[BEGIN Provided information]

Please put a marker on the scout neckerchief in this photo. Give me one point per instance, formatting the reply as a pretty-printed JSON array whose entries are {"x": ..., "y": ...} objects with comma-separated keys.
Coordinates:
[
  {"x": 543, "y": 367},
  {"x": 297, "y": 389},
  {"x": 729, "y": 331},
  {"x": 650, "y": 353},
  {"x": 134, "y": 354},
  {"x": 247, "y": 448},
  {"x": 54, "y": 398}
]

[END Provided information]

# [What you need to do]
Recast the entire listing above as a numbered list with one entry per line, and omit any blank lines.

# [Task result]
1. Please put a marker on the scout neckerchief in this photo. Give me one point per instance, formatting the reply as a pretty-printed JSON array whose entries are {"x": ..., "y": ...} objects with comma-separated keys.
2. Coordinates:
3. [
4.   {"x": 543, "y": 367},
5.   {"x": 297, "y": 389},
6.   {"x": 729, "y": 331},
7.   {"x": 650, "y": 353},
8.   {"x": 134, "y": 354},
9.   {"x": 247, "y": 448},
10.   {"x": 54, "y": 398}
11. ]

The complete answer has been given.